I familiari sanno il pericolo in cui incorre la figlia e non si arrendono e ricorrono alla Legge. A conclusione dell’anno appena trascorso è arrivata la sentenza.
Il giudice Philp Moor ha stabilito che è inutile alimentare forzatamente una persona che ha dichiarato di non voler essere salvata per sempre. Qualsiasi trattamento le procura solo angoscia e turbamento, si legge nella sentenza, per cui non va attuato. Non sarebbe il primo caso ma il decimo negli ultimi anni. Purtroppo non abbiamo dati certi.
L’anoressia nervosa non è dichiarata malattia terminale, eppure il tribunale la considera tale. Ancora una volta si appella al principio di autonomia per il quale ognuno è libero di scegliere se, quando e come morire. Siamo di fronte a un’altra forma di eutanasia. Lo stato lascia morire.
Papa Giovanni Paolo II ci ricordava che l’eutanasia è qualsiasi azione o omissione che nelle sue intensioni procura la morte di una persona. È una grave violazione della Legge di Dio, in quanto uccisione deliberata moralmente inaccettabile di una persona umana. Il Signore dice: Sono io che do la morte e faccio vivere.

CONSEGNA: Riprendi, per favore, il brano sulla sentenza contro l'alimentazione forzata di una paziente con anoressia nervosa, a partire dal punto in cui si interrompe. I record sono materiale a sé, distinto dal brano.

MATERIALE FORNITO:
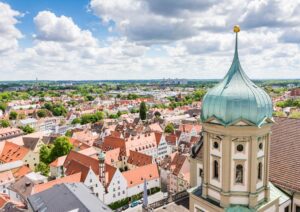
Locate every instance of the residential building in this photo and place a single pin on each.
(66, 197)
(9, 132)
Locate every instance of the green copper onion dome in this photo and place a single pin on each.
(236, 98)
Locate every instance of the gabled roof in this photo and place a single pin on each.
(30, 143)
(59, 161)
(177, 163)
(6, 177)
(158, 136)
(77, 167)
(21, 171)
(12, 152)
(138, 175)
(67, 179)
(189, 127)
(139, 159)
(285, 154)
(83, 159)
(112, 155)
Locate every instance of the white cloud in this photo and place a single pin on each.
(156, 39)
(9, 34)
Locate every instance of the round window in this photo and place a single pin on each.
(240, 148)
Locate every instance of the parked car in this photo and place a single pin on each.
(133, 204)
(125, 207)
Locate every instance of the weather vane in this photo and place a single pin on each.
(236, 28)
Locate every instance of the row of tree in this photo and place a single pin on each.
(48, 153)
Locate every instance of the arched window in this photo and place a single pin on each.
(216, 169)
(239, 174)
(259, 171)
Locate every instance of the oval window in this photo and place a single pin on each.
(240, 148)
(216, 145)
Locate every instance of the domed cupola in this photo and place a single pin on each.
(236, 100)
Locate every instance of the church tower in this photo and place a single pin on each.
(101, 158)
(237, 119)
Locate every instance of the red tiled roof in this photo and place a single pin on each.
(68, 179)
(139, 159)
(177, 163)
(20, 172)
(83, 159)
(138, 175)
(171, 139)
(12, 152)
(78, 144)
(112, 155)
(285, 154)
(158, 137)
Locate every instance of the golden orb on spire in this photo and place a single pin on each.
(236, 28)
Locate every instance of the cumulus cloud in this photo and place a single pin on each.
(270, 13)
(157, 39)
(9, 34)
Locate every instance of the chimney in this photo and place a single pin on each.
(101, 158)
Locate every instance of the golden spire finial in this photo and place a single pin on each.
(236, 28)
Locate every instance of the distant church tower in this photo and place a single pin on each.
(237, 119)
(102, 170)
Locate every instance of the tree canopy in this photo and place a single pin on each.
(169, 128)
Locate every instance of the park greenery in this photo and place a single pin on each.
(13, 115)
(56, 109)
(4, 123)
(27, 129)
(48, 153)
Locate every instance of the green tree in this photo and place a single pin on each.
(199, 94)
(279, 114)
(169, 128)
(45, 154)
(76, 121)
(48, 106)
(157, 114)
(4, 123)
(61, 147)
(43, 168)
(13, 115)
(69, 133)
(42, 113)
(3, 107)
(143, 111)
(89, 98)
(59, 110)
(295, 115)
(27, 129)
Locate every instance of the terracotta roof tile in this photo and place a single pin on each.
(67, 179)
(83, 159)
(13, 152)
(20, 172)
(139, 159)
(138, 175)
(285, 154)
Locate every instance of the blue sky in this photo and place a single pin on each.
(147, 39)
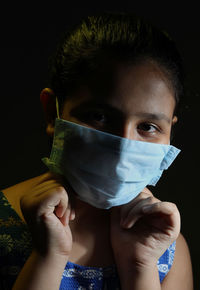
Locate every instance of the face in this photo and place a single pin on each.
(134, 102)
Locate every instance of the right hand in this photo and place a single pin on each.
(47, 211)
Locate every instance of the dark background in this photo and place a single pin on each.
(29, 35)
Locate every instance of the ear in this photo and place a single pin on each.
(48, 100)
(174, 120)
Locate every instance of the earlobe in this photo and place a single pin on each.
(174, 120)
(50, 129)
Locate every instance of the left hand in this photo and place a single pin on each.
(139, 235)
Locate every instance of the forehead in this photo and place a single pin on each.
(130, 88)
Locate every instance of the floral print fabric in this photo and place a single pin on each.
(16, 246)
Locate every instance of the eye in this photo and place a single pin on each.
(97, 117)
(147, 128)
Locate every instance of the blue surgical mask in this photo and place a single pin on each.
(103, 169)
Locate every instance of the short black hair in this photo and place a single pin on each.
(120, 36)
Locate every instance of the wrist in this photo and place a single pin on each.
(139, 277)
(51, 258)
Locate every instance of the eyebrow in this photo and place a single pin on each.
(146, 115)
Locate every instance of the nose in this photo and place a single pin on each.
(127, 130)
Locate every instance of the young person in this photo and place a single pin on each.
(90, 222)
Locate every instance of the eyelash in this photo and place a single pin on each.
(100, 119)
(149, 125)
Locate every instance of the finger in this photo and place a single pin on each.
(136, 212)
(125, 209)
(168, 213)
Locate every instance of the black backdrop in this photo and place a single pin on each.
(29, 35)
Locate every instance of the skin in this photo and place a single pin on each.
(137, 103)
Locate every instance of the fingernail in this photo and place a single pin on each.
(147, 208)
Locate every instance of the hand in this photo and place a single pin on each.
(47, 211)
(143, 229)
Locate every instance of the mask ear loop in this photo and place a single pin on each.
(57, 108)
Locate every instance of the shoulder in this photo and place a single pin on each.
(180, 276)
(14, 193)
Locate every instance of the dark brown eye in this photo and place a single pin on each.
(98, 117)
(147, 127)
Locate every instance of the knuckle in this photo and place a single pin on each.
(60, 190)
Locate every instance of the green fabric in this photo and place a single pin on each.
(15, 244)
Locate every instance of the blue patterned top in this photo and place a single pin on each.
(16, 246)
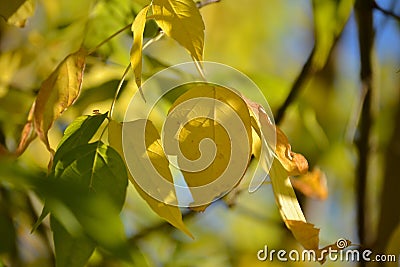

SPAZIO RISPOSTA:
La via dell’accompagnamento
È una lezione antica. Già sant’Agostino scriveva con sorprendente attualità che «Non è mai lecito uccidere un altro: anche se lui lo volesse, anzi se lo chiedesse perché, sospeso tra la vita e la morte, supplica di essere aiutato a liberare l’anima che lotta contro i legami del corpo e desidera distaccarsene; non è lecito neppure quando il malato non fosse più in grado di vivere».
Seguendo ancora Papa Giovanni Paoli II è lecito dire che stiamo dimenticando che la vera «compassione» rende solidale col dolore altrui, non sopprime colui del quale non si può sopportare la sofferenza. E tanto più perverso appare il gesto dell’eutanasia se viene compiuto da coloro che, come i parenti, dovrebbero assistere con pazienza e con amore il loro congiunto o da quanti, come i medici, per la loro specifica professione, dovrebbero curare il malato anche nelle condizioni terminali più penose.
Si raggiunge poi il colmo dell’arbitrio e dell’ingiustizia quando alcuni, medici o legislatori, si arrogano il potere di decidere chi debba vivere e chi debba morire. Si ripropone così la tentazione dell’Eden: diventare come Dio «conoscendo il bene e il male» (cf. Gn 3, 5). Ma Dio solo ha il potere di far morire e di far vivere: «Sono io che do la morte e faccio vivere» (Dt 32, 39; cf. 2 Re 5, 7; 1 Sam 2, 6). Egli attua il suo potere sempre e solo secondo un disegno di sapienza e di amore. Quando l’uomo usurpa tale potere, soggiogato da una logica di stoltezza e di egoismo, inevitabilmente lo usa per l’ingiustizia e per la morte.
Così la vita del più debole è messa nelle mani del più forte; nella società si perde il senso della giustizia ed è minata alla radice la fiducia reciproca, fondamento di ogni autentico rapporto tra le persone.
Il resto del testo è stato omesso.